§ WORK INSTRUCTION A:
Answer these questions about the DFU transfer speed post, one per line:
(i) What transfer speed is the original poster currently getting?
(ii) According to the reply, up to what speed did SDK 14 improve the transfer?
(iii) What does the reply say the current DFU protocol lacks?
§ WORK INSTRUCTION B: Please list every variable that the reply in the DFU transfer speed post names as one that can be tweaked.

§ GIVEN TEXT:
= = = = = = =
This post is older than 2 years and might not be relevant anymore
More Info: Consider searching for newer posts

Transfer speed secure DFU SDK14

Hi,

I wonder what transfer speed can be expected on a BLE DFU update on a nRF52832 based device in the following condition?

-SDK14.0 Secure DFU, nRF52832, Android tablet (Oreo, Bluetooth 5.0), nRF Connect

We are currently facing a transfer speed of about 1 Kbytes/sec, which sounds way too low. On a 350 Kbytes file, it will take almost 6 minutes to transfer.

Regards, Jan

Parents
  • Hi

    Here are some thoughts from one of the DFU gurus:

    There are no hidden tricks, unfortunately. I think SDK version 12.3.0 went as fast as 3.5kb/s, but this was degraded to 1.5kb/s after some changes in SDK 13 and improved again in SDK 14 up to 4.5kb/s.

    There are many variables to take into account and the unfortunate thing is that the transfer might fail if only one of the variables is updated and the rest is not. This is because the current DFU protocol does not implement any kind of flow control.

    The variables that can be tweaked are NRF_FSTORAGE_SD_MAX_WRITE_SIZE (smaller), connection interval (smaller is faster), and event length might help too. I think the latter depends on which SDK version you are running, since increasing the event length basically steals time from flash access, which is the real bottleneck when we approach higher speeds. It might however help on crippled implementations running as low as 1.5kb/s.

    Connection interval is the obvious thing to tweak here because I reckon most Android phones will request a higher interval and the bootloader does not request it by itself. It just accepts whatever the peer requests. That would explain why some phones run faster than others against the same fw implementation.

    @janR, can you try to increase the data length as suggested here, but set the data length in ble_stack_init() in addition to setting the value in sdk_config.h? I was made aware that increasing the value in sdk_config.h alone doesn't configure the Softdevice with long lengths from the get-go.
= = = = = = =
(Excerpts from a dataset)
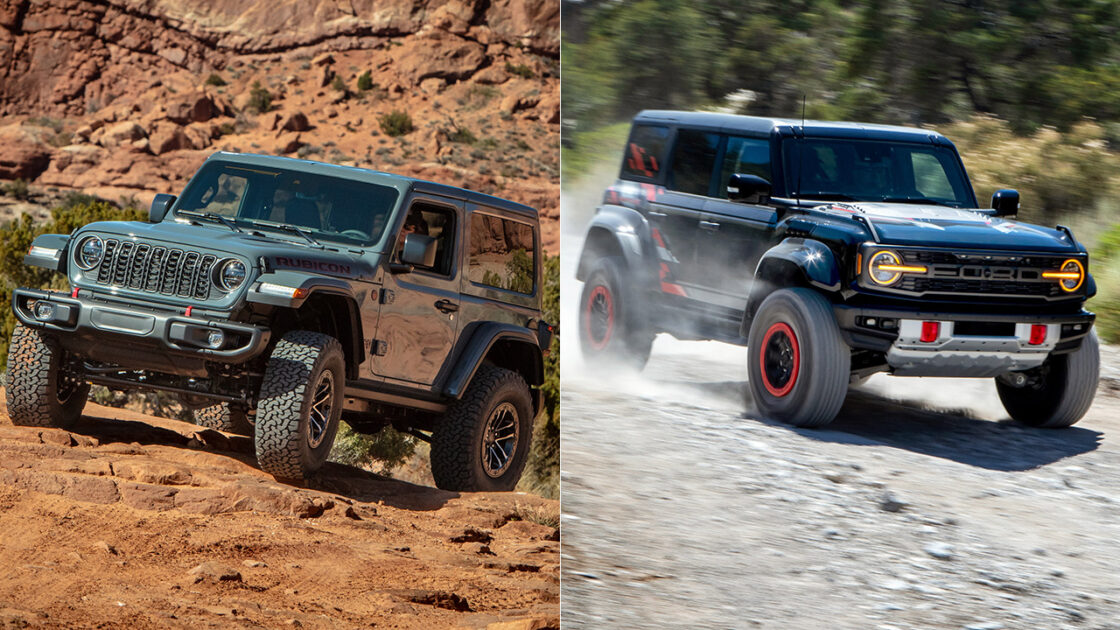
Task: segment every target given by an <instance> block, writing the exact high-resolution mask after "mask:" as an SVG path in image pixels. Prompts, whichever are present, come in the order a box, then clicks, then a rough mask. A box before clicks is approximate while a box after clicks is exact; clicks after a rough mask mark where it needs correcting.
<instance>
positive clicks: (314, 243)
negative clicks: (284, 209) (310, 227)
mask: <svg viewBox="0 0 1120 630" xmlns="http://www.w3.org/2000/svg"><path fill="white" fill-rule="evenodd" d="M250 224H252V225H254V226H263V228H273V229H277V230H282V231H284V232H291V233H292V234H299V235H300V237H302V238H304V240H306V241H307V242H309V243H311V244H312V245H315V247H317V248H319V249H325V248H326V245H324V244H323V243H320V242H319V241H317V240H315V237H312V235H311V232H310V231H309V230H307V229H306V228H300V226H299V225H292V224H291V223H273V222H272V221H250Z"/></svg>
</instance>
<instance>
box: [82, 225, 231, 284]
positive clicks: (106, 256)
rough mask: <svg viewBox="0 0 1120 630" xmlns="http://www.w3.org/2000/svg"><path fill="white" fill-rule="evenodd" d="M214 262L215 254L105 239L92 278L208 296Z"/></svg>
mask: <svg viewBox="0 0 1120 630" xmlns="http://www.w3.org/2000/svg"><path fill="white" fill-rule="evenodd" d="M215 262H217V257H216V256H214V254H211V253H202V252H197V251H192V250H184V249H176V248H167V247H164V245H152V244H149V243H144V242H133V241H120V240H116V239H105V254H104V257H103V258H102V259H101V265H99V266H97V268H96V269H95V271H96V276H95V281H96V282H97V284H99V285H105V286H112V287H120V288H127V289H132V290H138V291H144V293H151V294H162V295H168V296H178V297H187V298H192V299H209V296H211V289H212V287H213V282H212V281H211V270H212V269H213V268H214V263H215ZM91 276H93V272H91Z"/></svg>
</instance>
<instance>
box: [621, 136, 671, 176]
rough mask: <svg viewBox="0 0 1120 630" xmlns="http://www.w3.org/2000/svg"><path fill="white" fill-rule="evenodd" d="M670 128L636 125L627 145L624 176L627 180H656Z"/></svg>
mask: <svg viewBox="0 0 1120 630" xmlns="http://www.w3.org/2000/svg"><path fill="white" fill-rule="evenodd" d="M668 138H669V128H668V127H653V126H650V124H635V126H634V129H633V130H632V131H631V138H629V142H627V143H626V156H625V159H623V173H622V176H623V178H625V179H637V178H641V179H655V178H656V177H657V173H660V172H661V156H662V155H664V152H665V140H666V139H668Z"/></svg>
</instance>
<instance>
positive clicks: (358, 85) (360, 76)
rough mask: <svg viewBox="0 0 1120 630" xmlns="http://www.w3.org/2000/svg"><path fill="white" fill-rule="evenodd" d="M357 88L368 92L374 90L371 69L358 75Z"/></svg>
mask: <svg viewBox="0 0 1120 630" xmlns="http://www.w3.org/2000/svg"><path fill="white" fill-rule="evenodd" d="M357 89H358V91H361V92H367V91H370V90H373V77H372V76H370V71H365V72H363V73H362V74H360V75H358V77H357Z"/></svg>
= = = = = = =
§ RESPONSE A:
(i) About 1 Kbytes/sec.
(ii) Up to 4.5kb/s.
(iii) Any kind of flow control.

§ RESPONSE B:
- NRF_FSTORAGE_SD_MAX_WRITE_SIZE
- Connection interval
- Event length